▶ What you are asked to do:
Every single entry that follows must be copied exactly.

[Point-per-instance localization data]

______________________________

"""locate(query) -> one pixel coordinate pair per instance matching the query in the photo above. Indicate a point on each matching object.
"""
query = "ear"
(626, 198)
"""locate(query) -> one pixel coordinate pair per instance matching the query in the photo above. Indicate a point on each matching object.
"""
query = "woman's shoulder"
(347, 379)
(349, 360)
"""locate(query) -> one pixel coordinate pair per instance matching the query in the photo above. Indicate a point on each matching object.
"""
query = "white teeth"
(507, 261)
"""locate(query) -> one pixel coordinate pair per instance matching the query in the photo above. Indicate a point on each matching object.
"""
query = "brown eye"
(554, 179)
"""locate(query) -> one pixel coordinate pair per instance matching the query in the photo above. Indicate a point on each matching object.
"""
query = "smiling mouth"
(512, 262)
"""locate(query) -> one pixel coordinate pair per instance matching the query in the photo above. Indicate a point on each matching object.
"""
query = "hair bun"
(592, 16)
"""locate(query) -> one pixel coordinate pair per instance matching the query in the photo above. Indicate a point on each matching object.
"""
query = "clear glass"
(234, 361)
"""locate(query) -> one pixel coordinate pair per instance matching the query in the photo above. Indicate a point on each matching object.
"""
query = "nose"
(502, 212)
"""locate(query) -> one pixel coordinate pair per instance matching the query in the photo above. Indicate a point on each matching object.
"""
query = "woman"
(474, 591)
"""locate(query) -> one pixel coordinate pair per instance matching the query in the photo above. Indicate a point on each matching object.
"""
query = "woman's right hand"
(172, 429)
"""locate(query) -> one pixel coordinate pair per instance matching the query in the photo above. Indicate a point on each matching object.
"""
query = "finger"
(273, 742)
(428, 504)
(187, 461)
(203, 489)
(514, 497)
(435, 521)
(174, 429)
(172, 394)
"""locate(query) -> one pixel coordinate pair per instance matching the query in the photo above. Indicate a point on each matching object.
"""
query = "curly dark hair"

______________________________

▶ Output for this task:
"""locate(query) -> one pixel coordinate pair per instance matching the query in the photo above. Indicate a point on each matching object.
"""
query = "ear"
(626, 198)
"""locate(query) -> one pixel coordinate pair per instance matching the query in the photo above. Indicate a point on each matching object.
"""
query = "woman's shoulder"
(347, 379)
(349, 360)
"""locate(query) -> one pixel coordinate pair per instance matching the query in the photo above. Indicate a point on each matching object.
"""
query = "white teeth"
(507, 261)
"""locate(query) -> one pixel coordinate pair per instance matching the query in the photo above. Indicate a point on each matching object.
"""
query = "brown eye"
(554, 179)
"""locate(query) -> one pixel coordinate pair per instance matching the query in the photo above. Indicate a point on each matching object.
"""
query = "smiling mouth"
(512, 262)
"""locate(query) -> one pixel coordinate pair per instance matching the query in the photo above. Indicate a point on each matching object.
"""
query = "hair bun"
(592, 16)
"""locate(query) -> one pixel coordinate pair per instance matching the query in the photo above. Indicate a point on each matching object.
"""
query = "clear glass"
(234, 361)
"""locate(query) -> one pixel coordinate pair per instance matching the query in the photo above. Indicate a point on each matching object.
"""
query = "nose"
(502, 212)
"""locate(query) -> one pixel coordinate pair per instance matching the query in the photo above. Indicate a point on each matching object.
"""
query = "woman"
(474, 591)
"""locate(query) -> one pixel coordinate pair per instance matching the query in the photo above. Indicate a point on each matching object.
"""
query = "woman's right hand"
(172, 429)
"""locate(query) -> one pixel coordinate pair per instance matching the query in the photo above. Indicate a point on each matching object.
"""
query = "finger"
(273, 742)
(428, 504)
(187, 461)
(203, 489)
(514, 497)
(435, 521)
(174, 429)
(172, 394)
"""locate(query) -> one pixel coordinate pair per instance matching the query in the photo above. Indicate a point on each matching object.
"""
query = "curly dark hair"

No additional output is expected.